Stated exercise A
From the dataset rows further down, pick out every line that contains the word "Coordinates" and copy each one as it appears.

Extract to read
Start

A majority of online daters is younger, employed and slightly more liberal than the rest of the population.
People are spending a lot of time online. But more specifically, people aren’t just paying bills, researching papers, and buying books or clothes there. People spend a lot of time as online voyeurs, looking, laughing at, and talking to people they may or may not even know.

Online dating is a natural in this sociological climate. According to a March 2006 report on Online Dating from the Pew Internet and American Life Project in 2004, “dating Web sites created more revenue than any other paid online content category, as they netted roughly $470 million in consumer spending, up from about $40 million in 2001.”A flurry of institute research confirms that online dating emerged as a viable dating alternative several years ago.

In full disclosure, I will tell you that I have had a taste of online dating, but it took me a while to accept the “online dater” label. (A Pew report has spelled out the criteria of an online dater: “Looking at the total Internet population, 11 percent of all American Internet-using adults—about 16 million people—say they have gone to an online dating Web site or [a site] where they can meet people online. We call them online daters in this report.”) As the former resident blogger for an online dating site who met a guy by perusing user profiles, even I am considered an online dater—even though my examination of his user profile was part of my research to write those blogs.

Who Dates Online?

A majority of online daters is younger, employed and slightly more liberal than the rest of the population, but older people are online daters too. A February 2006 paper from the MIT Sloan School of Management called “What Makes You Click? – Mate Preferences and Matching Outcomes in Online Dating” surveyed 22,000 users of an unnamed “major” online dating service; users were located in the Boston and San Diego areas. The study involved observing the daters’ activities for three months, including introductory “profiling” information the users supplied to the sites, such as age, height, income, and other demographic and physical characteristics.

The MIT report found that online daters tended to be younger than their “general population” counterparts; the median age for a site user was 26-35, while the general populations of Boston and San Diego’s median age ranges were in the 36-45 range. The study also found that site users tended to be more educated and have slightly higher incomes than the general population and online users who did not go on dating sites.

The Pew study confirms these findings—to an extent. Surveying a “representative sample” of 3,215 phone-owning Americans in the continental United States, among the results found was that the online daters tended to be younger and employed. No reports of higher education or income levels were reported. Rather, since the largest segment—18 percent—of online daters were determined to be in the 18 – 29 range, those earning slightly lower incomes were determined to be online daters. Age breakdowns for the rest of site users were as follows: 11 percent in the 30–49 year age-range, and nine percent in the 50- plus range.

That study also found online daters were more likely than the general population to support gay marriage and women’s rights; less likely than the general population to be religious.

As mentioned earlier, about one in 10 Internet users have gone to a dating Web site; more specifically, 37 percent of a group who said they were single and looking to “meet a romantic partner” claimed having gone to a dating Web site, which represents about four million people.

But what is the perception among Internet users about those who used online dating services?

End

Stated exercise B
Continue the passage on online dating above, starting right after its final sentence.

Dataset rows
Start

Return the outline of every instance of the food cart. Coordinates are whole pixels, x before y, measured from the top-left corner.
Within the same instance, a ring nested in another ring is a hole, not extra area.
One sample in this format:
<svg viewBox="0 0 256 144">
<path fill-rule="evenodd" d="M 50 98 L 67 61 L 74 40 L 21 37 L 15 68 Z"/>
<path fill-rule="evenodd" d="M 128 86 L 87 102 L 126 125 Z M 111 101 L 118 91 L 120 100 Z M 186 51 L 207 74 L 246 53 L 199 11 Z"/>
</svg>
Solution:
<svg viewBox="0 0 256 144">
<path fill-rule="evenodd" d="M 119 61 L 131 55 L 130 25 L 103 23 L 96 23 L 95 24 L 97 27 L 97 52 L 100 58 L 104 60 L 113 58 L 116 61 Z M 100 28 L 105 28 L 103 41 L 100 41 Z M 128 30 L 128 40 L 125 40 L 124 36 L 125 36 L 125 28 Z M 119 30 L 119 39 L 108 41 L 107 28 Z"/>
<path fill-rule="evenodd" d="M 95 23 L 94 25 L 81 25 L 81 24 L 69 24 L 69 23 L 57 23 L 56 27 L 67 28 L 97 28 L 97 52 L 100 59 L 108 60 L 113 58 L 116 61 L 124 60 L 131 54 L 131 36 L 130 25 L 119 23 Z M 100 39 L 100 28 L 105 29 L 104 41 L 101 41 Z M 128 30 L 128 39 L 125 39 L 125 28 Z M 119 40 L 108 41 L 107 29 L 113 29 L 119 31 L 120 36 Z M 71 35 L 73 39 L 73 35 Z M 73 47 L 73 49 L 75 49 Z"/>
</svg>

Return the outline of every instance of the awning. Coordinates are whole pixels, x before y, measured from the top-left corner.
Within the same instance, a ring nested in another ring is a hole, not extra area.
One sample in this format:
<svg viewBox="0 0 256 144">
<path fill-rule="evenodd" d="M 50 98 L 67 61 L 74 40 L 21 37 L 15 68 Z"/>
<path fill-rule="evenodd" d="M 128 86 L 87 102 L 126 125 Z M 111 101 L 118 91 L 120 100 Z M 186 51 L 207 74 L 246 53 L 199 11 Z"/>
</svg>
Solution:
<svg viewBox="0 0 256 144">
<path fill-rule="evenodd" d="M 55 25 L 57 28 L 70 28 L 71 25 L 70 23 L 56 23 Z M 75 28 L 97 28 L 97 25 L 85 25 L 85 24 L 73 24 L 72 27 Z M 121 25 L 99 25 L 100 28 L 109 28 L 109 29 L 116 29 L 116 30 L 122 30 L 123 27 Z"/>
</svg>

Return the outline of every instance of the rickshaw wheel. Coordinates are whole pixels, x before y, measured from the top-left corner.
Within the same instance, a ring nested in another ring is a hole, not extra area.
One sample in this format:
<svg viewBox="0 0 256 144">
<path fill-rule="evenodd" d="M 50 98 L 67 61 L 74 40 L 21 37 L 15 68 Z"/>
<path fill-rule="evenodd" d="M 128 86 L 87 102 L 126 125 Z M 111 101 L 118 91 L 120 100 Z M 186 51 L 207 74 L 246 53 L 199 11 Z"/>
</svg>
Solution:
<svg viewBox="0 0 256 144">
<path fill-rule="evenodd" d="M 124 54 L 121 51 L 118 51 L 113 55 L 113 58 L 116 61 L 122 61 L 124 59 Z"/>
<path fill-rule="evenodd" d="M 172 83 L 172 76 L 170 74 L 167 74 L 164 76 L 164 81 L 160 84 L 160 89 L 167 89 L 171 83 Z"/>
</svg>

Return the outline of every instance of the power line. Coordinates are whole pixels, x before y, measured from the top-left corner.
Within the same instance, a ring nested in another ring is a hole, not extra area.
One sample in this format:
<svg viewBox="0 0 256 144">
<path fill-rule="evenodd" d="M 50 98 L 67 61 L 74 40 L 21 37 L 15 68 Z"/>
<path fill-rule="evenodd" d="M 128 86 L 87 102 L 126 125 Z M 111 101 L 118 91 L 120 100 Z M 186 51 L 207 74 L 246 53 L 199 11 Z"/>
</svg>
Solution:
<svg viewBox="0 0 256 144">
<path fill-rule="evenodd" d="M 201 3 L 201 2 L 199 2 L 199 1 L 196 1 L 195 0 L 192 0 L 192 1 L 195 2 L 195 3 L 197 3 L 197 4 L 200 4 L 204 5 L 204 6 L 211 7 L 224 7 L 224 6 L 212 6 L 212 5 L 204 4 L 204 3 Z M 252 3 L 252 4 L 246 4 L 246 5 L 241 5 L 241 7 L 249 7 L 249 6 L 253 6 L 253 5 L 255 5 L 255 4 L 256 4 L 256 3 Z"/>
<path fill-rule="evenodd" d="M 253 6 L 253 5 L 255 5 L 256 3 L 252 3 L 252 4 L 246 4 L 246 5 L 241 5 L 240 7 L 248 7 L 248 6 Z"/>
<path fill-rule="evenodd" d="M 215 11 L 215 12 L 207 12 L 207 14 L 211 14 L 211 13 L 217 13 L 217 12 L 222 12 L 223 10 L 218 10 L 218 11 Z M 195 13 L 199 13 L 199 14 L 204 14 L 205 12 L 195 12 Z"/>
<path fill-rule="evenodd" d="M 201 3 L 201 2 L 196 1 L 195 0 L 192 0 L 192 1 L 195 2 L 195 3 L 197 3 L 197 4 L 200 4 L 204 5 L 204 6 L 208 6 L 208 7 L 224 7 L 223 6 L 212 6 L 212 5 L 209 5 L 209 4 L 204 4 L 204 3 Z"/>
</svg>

End

Task answer A
Return the outline of every instance of the food cart. Coordinates are whole pixels, x before y, measured from the top-left corner.
Return the outline of every instance of the awning. Coordinates are whole pixels, x before y, measured from the top-left corner.
Return the outline of every instance of the rickshaw wheel. Coordinates are whole pixels, x before y, measured from the top-left corner.
Return the outline of every instance of the power line. Coordinates are whole pixels, x before y, measured from the top-left corner.

Task answer B
According to the Pew study, 61 percent of adults online do not think that online daters are “desperate”; 29 percent believe that online daters are in “dire straits,” and 20 percent think that online daters are “losers.” The Pew study says that the latter group has less experience online and tends to be less trusting of people in general.

What about the physical characteristics of online daters? It’s hard to ascertain physical attractiveness of online daters, as not everyone posts the optional picture with their profiles—though according to practically every “how-to” online dater’s guide, those with pictures posted get more messages and responses than those who don’t. Liz Edelbrock, a spokesperson for Match.com, says that Match.com members who post pictures get 15 times more attention, in the form of views, correspondence, or “winks,” an acknowledgment feature their site has.

There is, however, the “Reported Physical Characteristics of the Users.” According to the MIT report, 27.5 percent of assessed online daters posted their pictures. For the rest of the non-picture posting users, a survey was used for online daters to rate their own looks. According to the report, 19 percent of men and 24 percent of women reported possessing “very good looks,” while 49 percent of men and 48 percent of women reported having “above average looks.” Those who selected “looking like anyone else walking down the street” included 29 percent of men and 26 percent of women. Less than one percent of users claimed “less than average looks”; a few joked, “bring your bag in case mine tears.”

But are they being honest? According to the MIT report, there is a discrepancy between certain physical characteristics survey respondents supplied and those corresponding to national averages. For example, the average survey-stated weight of women tends to be six pounds less than the national average, while the stated height of men is 1.3 inches taller in the online survey than in national averages. Either online daters are a skinnier, taller, more attractive bunch than the rest of us, or they may be stretching the truth.

One thing certainly rings true in both real and online dating, according to the MIT report: physical attraction is the biggest predictor of dating proliferation.

What do Online Daters Want?

The MIT report found that online daters tended to be younger than their “general population” counterparts; the median age for a site user was 26-35, while the general populations of Boston and San Diego’s median age ranges were in the 36-45 range.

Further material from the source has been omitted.